[Exercise prompt]:
Please output all of the entries exactly and omit any images they hold.

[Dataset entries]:
- - -

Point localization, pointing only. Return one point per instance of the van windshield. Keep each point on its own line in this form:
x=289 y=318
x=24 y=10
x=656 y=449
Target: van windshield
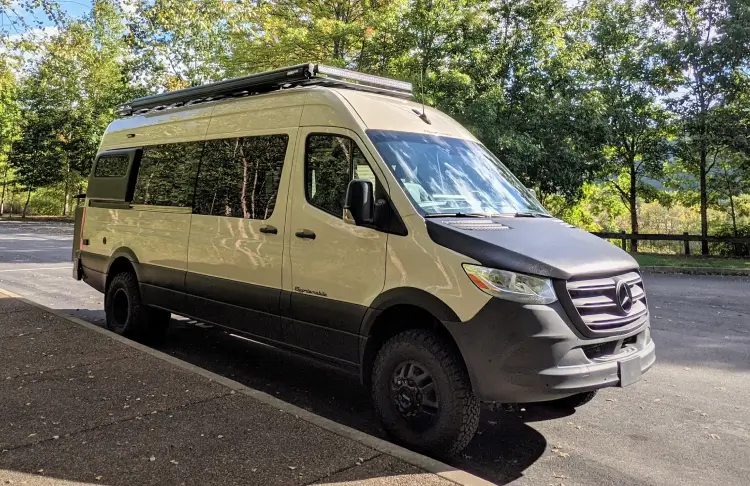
x=444 y=175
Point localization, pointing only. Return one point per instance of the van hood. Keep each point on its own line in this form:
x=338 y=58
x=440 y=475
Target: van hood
x=547 y=247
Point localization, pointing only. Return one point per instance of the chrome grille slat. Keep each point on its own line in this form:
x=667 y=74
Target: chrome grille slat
x=596 y=304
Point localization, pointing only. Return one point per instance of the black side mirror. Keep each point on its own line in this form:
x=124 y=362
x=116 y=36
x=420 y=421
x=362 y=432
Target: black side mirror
x=359 y=205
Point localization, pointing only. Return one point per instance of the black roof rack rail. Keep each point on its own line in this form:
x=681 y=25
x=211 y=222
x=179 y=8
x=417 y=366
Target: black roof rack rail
x=299 y=75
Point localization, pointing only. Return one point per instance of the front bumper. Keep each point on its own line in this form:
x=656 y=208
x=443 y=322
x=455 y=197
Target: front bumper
x=528 y=353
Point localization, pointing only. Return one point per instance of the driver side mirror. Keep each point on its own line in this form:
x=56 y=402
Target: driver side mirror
x=359 y=206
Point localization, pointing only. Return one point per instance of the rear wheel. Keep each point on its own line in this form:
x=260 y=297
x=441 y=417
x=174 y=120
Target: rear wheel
x=574 y=401
x=422 y=393
x=127 y=315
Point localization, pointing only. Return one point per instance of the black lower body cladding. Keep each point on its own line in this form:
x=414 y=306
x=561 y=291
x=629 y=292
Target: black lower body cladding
x=518 y=353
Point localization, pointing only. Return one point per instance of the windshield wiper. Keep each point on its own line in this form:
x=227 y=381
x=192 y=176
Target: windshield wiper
x=531 y=215
x=457 y=215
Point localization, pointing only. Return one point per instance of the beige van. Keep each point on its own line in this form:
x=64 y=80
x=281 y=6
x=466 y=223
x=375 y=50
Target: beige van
x=322 y=211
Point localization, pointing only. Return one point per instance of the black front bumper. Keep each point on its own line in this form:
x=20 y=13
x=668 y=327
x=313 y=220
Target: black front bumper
x=518 y=353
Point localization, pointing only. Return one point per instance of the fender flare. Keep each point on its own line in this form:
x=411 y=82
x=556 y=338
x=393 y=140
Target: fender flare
x=125 y=252
x=406 y=296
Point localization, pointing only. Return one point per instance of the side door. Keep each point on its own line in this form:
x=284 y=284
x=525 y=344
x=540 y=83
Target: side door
x=237 y=232
x=337 y=269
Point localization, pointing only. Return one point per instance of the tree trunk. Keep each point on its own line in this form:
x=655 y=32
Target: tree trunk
x=704 y=201
x=67 y=187
x=26 y=206
x=633 y=208
x=2 y=197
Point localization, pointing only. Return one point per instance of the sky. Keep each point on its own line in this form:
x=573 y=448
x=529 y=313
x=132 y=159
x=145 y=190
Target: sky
x=8 y=24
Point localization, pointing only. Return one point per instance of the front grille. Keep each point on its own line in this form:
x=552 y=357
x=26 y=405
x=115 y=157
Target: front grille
x=595 y=301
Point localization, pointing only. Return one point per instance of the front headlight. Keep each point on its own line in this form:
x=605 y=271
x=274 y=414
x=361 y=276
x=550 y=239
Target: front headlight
x=511 y=286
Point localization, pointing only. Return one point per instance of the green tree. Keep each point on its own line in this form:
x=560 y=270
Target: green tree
x=69 y=97
x=629 y=79
x=702 y=45
x=9 y=119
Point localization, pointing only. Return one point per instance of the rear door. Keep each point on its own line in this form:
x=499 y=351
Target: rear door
x=337 y=269
x=237 y=232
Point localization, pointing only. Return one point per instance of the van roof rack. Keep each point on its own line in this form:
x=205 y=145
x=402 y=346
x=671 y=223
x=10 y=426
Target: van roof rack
x=299 y=75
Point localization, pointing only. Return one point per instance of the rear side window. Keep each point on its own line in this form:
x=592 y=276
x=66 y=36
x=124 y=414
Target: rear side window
x=239 y=177
x=331 y=162
x=167 y=173
x=112 y=166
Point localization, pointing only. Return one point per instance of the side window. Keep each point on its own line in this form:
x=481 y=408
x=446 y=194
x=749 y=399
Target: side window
x=167 y=173
x=112 y=166
x=240 y=177
x=331 y=161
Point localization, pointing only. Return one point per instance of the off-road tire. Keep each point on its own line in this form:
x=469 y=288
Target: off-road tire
x=458 y=413
x=574 y=401
x=126 y=314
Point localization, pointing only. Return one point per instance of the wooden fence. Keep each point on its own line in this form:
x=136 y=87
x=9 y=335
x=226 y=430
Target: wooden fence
x=685 y=237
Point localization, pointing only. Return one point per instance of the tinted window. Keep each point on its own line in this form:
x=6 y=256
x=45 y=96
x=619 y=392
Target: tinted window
x=239 y=177
x=167 y=174
x=449 y=175
x=112 y=166
x=330 y=163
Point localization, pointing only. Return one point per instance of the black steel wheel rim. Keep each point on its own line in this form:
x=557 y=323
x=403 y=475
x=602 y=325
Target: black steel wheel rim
x=414 y=394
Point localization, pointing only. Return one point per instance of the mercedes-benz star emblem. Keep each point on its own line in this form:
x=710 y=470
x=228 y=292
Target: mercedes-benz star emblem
x=624 y=296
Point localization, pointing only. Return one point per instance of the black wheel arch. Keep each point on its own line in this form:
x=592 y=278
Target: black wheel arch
x=122 y=259
x=401 y=309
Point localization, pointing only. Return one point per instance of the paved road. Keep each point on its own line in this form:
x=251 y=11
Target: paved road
x=686 y=422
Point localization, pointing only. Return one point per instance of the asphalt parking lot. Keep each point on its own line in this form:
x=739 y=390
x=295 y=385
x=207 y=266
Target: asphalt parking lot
x=686 y=422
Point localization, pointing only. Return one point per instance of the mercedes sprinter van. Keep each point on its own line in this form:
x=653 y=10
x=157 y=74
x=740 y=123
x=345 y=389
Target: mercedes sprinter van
x=322 y=211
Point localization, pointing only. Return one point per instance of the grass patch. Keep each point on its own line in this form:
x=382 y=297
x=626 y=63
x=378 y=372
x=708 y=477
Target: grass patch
x=657 y=260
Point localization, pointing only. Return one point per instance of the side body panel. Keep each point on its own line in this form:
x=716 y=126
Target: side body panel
x=158 y=237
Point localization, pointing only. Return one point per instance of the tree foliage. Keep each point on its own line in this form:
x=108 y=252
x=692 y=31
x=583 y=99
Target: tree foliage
x=608 y=104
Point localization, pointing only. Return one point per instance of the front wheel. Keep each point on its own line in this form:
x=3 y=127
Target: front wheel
x=127 y=315
x=422 y=393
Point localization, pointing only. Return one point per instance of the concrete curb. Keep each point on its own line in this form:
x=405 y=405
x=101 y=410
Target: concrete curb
x=428 y=464
x=735 y=272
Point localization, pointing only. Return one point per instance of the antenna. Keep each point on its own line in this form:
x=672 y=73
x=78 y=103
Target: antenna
x=423 y=115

- - -

[Your response]:
Point localization, pointing only. Return one point per instance of the van windshield. Keep each point on its own line in this form:
x=289 y=318
x=24 y=10
x=656 y=449
Target: van windshield
x=444 y=175
Point localization, pointing only. Return one point per instance of the van hood. Keep each point on its own line in this form:
x=338 y=58
x=440 y=475
Target: van hood
x=547 y=247
Point localization, pointing only. Return one point per instance of the chrome grille slat. Keep each point on its own line in this form:
x=667 y=74
Target: chrome grille slat
x=596 y=304
Point localization, pointing only. Return one point per instance of the black side mirror. Keep each point on its own line in this form:
x=124 y=362
x=116 y=36
x=420 y=421
x=362 y=432
Target: black side mirror
x=359 y=205
Point localization, pointing only. Return one point per instance of the black roof rack rail. Keep each point on its own line in this form:
x=681 y=25
x=211 y=222
x=179 y=8
x=417 y=366
Target: black roof rack rail
x=299 y=75
Point localization, pointing only. Return one point per instance of the front bumper. Keep each point on its own line in this form:
x=656 y=208
x=443 y=322
x=455 y=197
Target: front bumper
x=528 y=353
Point localization, pointing only. Return one point per instance of the driver side mirror. Keep each point on its own line in this form:
x=56 y=402
Target: driver side mirror
x=359 y=206
Point localization, pointing only. Return one point per instance of the rear wheel. Keep each point on its own line in this form:
x=260 y=297
x=441 y=417
x=174 y=120
Target: rear wheel
x=574 y=401
x=422 y=393
x=127 y=315
Point localization, pointing only. Return one point per instance of the black lower body cladding. Keep each point on its own line in this form:
x=414 y=306
x=561 y=291
x=629 y=292
Target: black lower body cladding
x=518 y=353
Point localization, pointing only. Return one point per instance of the windshield wiper. Keep each point on its own line in this form:
x=227 y=381
x=192 y=176
Target: windshield wiper
x=531 y=215
x=457 y=215
Point localization, pointing only. Return one point per instance of the beige van. Keep each point on its own line in this form:
x=64 y=80
x=281 y=6
x=466 y=223
x=375 y=50
Target: beige van
x=322 y=211
Point localization, pointing only. Return one point per instance of the black front bumper. Keep each point on its own line in this form:
x=20 y=13
x=668 y=327
x=313 y=220
Target: black front bumper
x=518 y=353
Point localization, pointing only. Return one point per instance of the fender flare. Keep each point on its own line in this form:
x=411 y=82
x=556 y=338
x=393 y=140
Target: fender flare
x=125 y=252
x=406 y=296
Point localization, pointing only. Return one point per instance of the side door. Keep each point on its own line in this form:
x=284 y=284
x=525 y=344
x=540 y=83
Target: side door
x=237 y=232
x=337 y=269
Point localization, pointing only. Return one point per instance of the tree trunk. Keep each point on its own line in this form:
x=655 y=32
Target: tree trunk
x=704 y=201
x=67 y=187
x=26 y=206
x=633 y=208
x=2 y=197
Point localization, pointing only. Return one point per instance of the sky. Keep each point on its own line in this form:
x=573 y=448
x=529 y=313
x=132 y=159
x=145 y=190
Target: sky
x=8 y=24
Point localization, pointing only. Return one point per instance of the front grille. Keep each point on its own line in this form:
x=552 y=357
x=26 y=405
x=115 y=157
Target: front grille
x=595 y=301
Point localization, pointing only. Return one point per instance of the front headlight. Keep each point on its own line in this form:
x=605 y=271
x=274 y=414
x=361 y=276
x=550 y=239
Target: front headlight
x=511 y=286
Point localization, pointing only. Return one point per instance of the green tree. Keep each point on its own line in this form:
x=560 y=270
Target: green tree
x=69 y=97
x=629 y=79
x=702 y=45
x=9 y=119
Point localization, pointing only. Return one point per instance of the rear door. Keep each point on its own line in this form:
x=499 y=351
Target: rear door
x=337 y=269
x=237 y=232
Point localization, pointing only. Return one point per instance of the van roof rack. Keep each point on its own line in this form:
x=205 y=145
x=402 y=346
x=671 y=223
x=10 y=426
Target: van roof rack
x=299 y=75
Point localization, pointing only. Return one point per instance of the rear side window. Keep each point on its own line in this form:
x=592 y=276
x=66 y=36
x=124 y=414
Target: rear side window
x=239 y=177
x=331 y=162
x=167 y=173
x=112 y=166
Point localization, pointing only. Return one point per instance of the side window. Keep each point on its own line in this form:
x=481 y=408
x=446 y=194
x=749 y=399
Target: side window
x=167 y=173
x=112 y=166
x=240 y=177
x=331 y=161
Point localization, pointing only. Return one point per instance of the off-road tire. Keep each point on its own line in this form:
x=469 y=288
Target: off-road tire
x=458 y=413
x=574 y=401
x=126 y=314
Point localization, pointing only. Return one point per instance of the wooden fence. Keep each point on its own line in this form:
x=136 y=87
x=9 y=335
x=226 y=430
Target: wooden fence
x=685 y=237
Point localization, pointing only. Return one point per instance of the tinted window. Keep each point on its own line in this form:
x=6 y=256
x=45 y=96
x=619 y=392
Target: tinted window
x=239 y=177
x=167 y=174
x=449 y=175
x=112 y=166
x=330 y=163
Point localization, pointing only. Return one point per instance of the black steel wheel rim. Keep each point on its own line in this form:
x=557 y=323
x=403 y=475
x=602 y=325
Target: black steel wheel rim
x=414 y=394
Point localization, pointing only. Return one point per instance of the mercedes-benz star emblem. Keep each point on its own line in this form:
x=710 y=470
x=228 y=292
Target: mercedes-benz star emblem
x=624 y=296
Point localization, pointing only. Return one point per instance of the black wheel arch. Keep each point on its own line in this form:
x=592 y=278
Target: black wheel arch
x=122 y=259
x=401 y=309
Point localization, pointing only. Return one point per instance of the paved road. Keep each point on its own line in this form:
x=251 y=11
Target: paved road
x=686 y=422
Point localization, pointing only. Return one point per instance of the asphalt parking lot. Keep each point on its own line in this form:
x=739 y=390
x=295 y=385
x=207 y=266
Target: asphalt parking lot
x=686 y=422
Point localization, pointing only. Return one point per instance of the mercedes sprinter van. Keep each point on its own line in this form:
x=653 y=10
x=157 y=74
x=740 y=123
x=345 y=389
Target: mercedes sprinter van
x=322 y=211
Point localization, pointing only. Return one point per instance of the grass patch. Keep each point on its own line in this form:
x=382 y=297
x=626 y=63
x=378 y=372
x=708 y=477
Target: grass patch
x=657 y=260
Point localization, pointing only. Return one point per instance of the side body panel. Keep each point on its own line in this form:
x=716 y=126
Target: side body panel
x=158 y=237
Point localization, pointing only. Return one point per instance of the tree foliage. Keep each point on its own line in this form:
x=108 y=252
x=692 y=31
x=583 y=99
Target: tree foliage
x=608 y=104
Point localization, pointing only. Return one point per instance of the front wheel. Keep each point on its own line in this form:
x=3 y=127
Target: front wheel
x=127 y=315
x=422 y=393
Point localization, pointing only. Return one point per instance of the concrete curb. Keep each point on its own line in this form:
x=405 y=405
x=101 y=410
Target: concrete curb
x=428 y=464
x=735 y=272
Point localization, pointing only. Return one point per instance of the antenna. Keep each point on its own line in this form:
x=672 y=73
x=78 y=103
Target: antenna
x=423 y=115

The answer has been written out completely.